> **Sayfa**
+ + + + + + +
29 Aralık 2016 Perşembe
27 Aralık 2016 Salı
Mavi Sandık
Dört beş yaşlarımın ormanındayım. Leblebi tozlarıyla ve
evimizin karşısındaki top sahasındaki çamur tepesinden yapılma köftelerle dolu
bir dünyam var. Annemin sarı odalara sığmayan hayal gücü sayesinde el emeğinin
önemini kavrayıvermişim. Yalnız uygulamaya geçmek için tığ değil, erkek işini
seçmişim. Tahta oymaya, elektrik teli döşemeye meraklıyım. Babamı teslim alan gece
vardiyalarından fırsat kalırsa, ona tornavida uzatmak için dahi olsa paçasına
yapışıyorum. Ek işlere gider de beni yanında götürürse; kahramanımı
görebileceğim kadar daracık o zaman. Plansız bir gebelikle gelen ve erkek
olamayan varlığım için ince kedi sesimle af diliyor ve babam beni sonsuz sevsin
istiyorum. Demir kapılarla apartman otomatlarının sesi eşleştiği her an
dilediğim oluyor, hissediyorum. Her şey tam! Bir eksik varsa da; ailece gittiğimiz
pikniklerde sığındığım ağaç kovuklarında yuvalanan periler gedikleri tıkayacak,
biliyorum.
Söz dinlemeyen Orfe'nin talihini takip ettim; yılanlar dolandı o
koruluklarda ayaklarıma. Babam bir iş kazasında, elektrik trafosu patlamasında ağır
yaralandı. Annem refakatçi olarak Cerrahpaşa’ya, hastaneye gitti. Biz ablamla
neler olduğunu günlerce bilemedik. Komşularımız Ayşe ablaların bazen de Samet
amcaların evinde kaldık. Yer altı aleminin karanlıklarından çıkana dek, ağaç
perilerinin yüzüne bakmamam gerekirdi. Sözümü tutamadığım için terk edilmiştim
işte. Bu, nefrit rahatsızlığımdan ötürü ana babamdan ayrı düşüşümden sonra;
gecenin ikinci kez beni sarmaladığına işaretti. Uyku ve gece... Işığa tahammül
edemiyor, sürekli kendimi tuvaletlere kilitliyordum. Bize bakan komşular da ne
yapacaklarını bilemez haldeydiler. Zavallılar belki kendi evimin havasını
koklarsam ferahlarım diye, beni iki arada bir derede dolaştırıyorlardı.
Evimizde Deliorman’dan
gelen mavi çiçekli bir sandık vardı. İçeri girer girmez bu ata yadigarının
önüne gider, kapağını güç bela kaldırıp;
“Domuuuuuzlar kaçııııın”
diye bağırırdım.
+ + + + + + +
> **Kaynak malzeme**

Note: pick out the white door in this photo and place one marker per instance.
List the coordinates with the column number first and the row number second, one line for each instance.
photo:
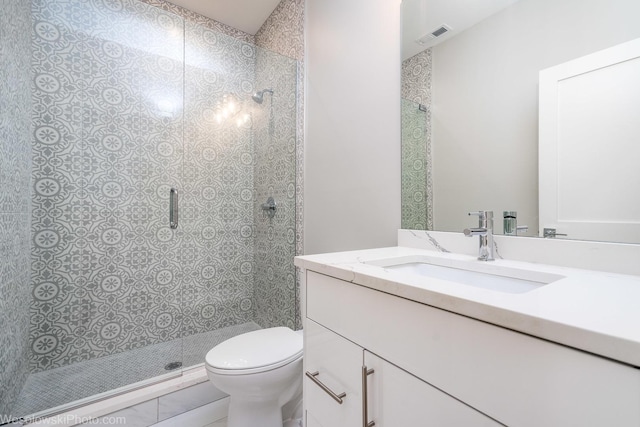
+ + + + + + +
> **Görev 1**
Mavi Sandık metninden "Evimizde Deliorman’dan" ile "diye bağırırdım." arasındaki bölümü, her ikisi de dahil olmak üzere aynen tekrarlayın.
> **Görev 2**
Mavi Sandık metnindeki "Tahta oymaya, elektrik teli döşemeye meraklıyım." cümlesini İngilizceye çevirin.
Listeye bakmanıza gerek yok.

> **Doğru çıktı 1**
Evimizde Deliorman’dan
gelen mavi çiçekli bir sandık vardı. İçeri girer girmez bu ata yadigarının
önüne gider, kapağını güç bela kaldırıp;
“Domuuuuuzlar kaçııııın”
diye bağırırdım.

> **Doğru çıktı 2**
I am keen on carving wood and laying electrical wire.